**** Raw data

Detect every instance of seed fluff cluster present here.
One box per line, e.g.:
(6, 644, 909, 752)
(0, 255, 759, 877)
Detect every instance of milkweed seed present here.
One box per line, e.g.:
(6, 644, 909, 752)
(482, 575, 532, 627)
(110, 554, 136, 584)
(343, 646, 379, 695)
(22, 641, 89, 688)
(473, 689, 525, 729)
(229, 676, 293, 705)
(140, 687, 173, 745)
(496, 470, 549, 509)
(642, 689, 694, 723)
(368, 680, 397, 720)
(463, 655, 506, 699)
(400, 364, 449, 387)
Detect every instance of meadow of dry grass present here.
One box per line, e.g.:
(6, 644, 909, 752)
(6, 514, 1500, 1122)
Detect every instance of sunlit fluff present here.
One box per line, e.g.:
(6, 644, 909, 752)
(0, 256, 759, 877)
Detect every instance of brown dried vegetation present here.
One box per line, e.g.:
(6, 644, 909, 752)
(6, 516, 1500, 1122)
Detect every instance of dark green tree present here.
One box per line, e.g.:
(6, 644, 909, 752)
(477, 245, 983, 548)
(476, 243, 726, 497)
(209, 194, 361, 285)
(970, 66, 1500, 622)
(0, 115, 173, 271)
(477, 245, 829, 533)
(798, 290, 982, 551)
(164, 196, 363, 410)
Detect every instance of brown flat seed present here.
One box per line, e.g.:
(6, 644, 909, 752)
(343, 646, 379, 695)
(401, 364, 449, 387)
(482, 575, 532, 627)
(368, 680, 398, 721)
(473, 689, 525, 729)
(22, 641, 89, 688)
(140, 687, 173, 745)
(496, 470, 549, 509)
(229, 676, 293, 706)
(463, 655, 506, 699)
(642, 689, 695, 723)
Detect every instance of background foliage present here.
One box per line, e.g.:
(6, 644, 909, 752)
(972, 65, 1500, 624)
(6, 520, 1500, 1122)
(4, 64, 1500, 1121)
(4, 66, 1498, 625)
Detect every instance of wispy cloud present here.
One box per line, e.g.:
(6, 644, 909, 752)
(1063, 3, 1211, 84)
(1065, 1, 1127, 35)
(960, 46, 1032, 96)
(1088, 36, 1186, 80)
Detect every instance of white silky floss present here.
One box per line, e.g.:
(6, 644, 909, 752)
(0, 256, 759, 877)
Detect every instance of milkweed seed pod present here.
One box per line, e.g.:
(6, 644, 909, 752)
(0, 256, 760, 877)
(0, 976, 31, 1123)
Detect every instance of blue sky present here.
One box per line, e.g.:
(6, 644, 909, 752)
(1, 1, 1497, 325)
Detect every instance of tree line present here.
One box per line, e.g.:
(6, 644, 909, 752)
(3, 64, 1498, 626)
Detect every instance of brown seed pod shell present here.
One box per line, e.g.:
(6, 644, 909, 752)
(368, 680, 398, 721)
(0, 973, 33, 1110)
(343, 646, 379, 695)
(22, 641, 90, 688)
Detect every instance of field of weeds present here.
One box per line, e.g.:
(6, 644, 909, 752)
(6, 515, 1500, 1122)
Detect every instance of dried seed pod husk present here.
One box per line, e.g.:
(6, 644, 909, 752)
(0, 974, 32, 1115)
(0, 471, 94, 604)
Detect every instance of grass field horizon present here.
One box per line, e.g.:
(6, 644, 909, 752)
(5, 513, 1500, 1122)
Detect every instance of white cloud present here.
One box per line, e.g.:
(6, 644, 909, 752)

********

**Brief**
The answer must consist solely of the lines from the first line of the data to the line holding "Detect every instance of brown dried", each given again exactly.

**Your response**
Detect every instance of seed fluff cluster present here.
One box per line, e.g.:
(6, 644, 909, 752)
(0, 255, 759, 877)
Detect every instance of milkweed seed present here.
One box per line, e.g.:
(6, 644, 909, 752)
(482, 575, 532, 627)
(110, 554, 136, 584)
(343, 646, 379, 695)
(22, 641, 89, 688)
(473, 689, 525, 729)
(229, 676, 293, 705)
(140, 687, 173, 745)
(496, 470, 549, 509)
(642, 689, 694, 723)
(368, 680, 397, 720)
(463, 655, 506, 699)
(400, 364, 449, 387)
Detect every instance of meadow of dry grass present here.
One box per line, e.g.:
(6, 644, 909, 752)
(6, 514, 1500, 1122)
Detect every instance of sunlit fluff present here.
One box per line, e.g.:
(6, 644, 909, 752)
(0, 256, 759, 877)
Detect every instance of brown dried vegetation present here.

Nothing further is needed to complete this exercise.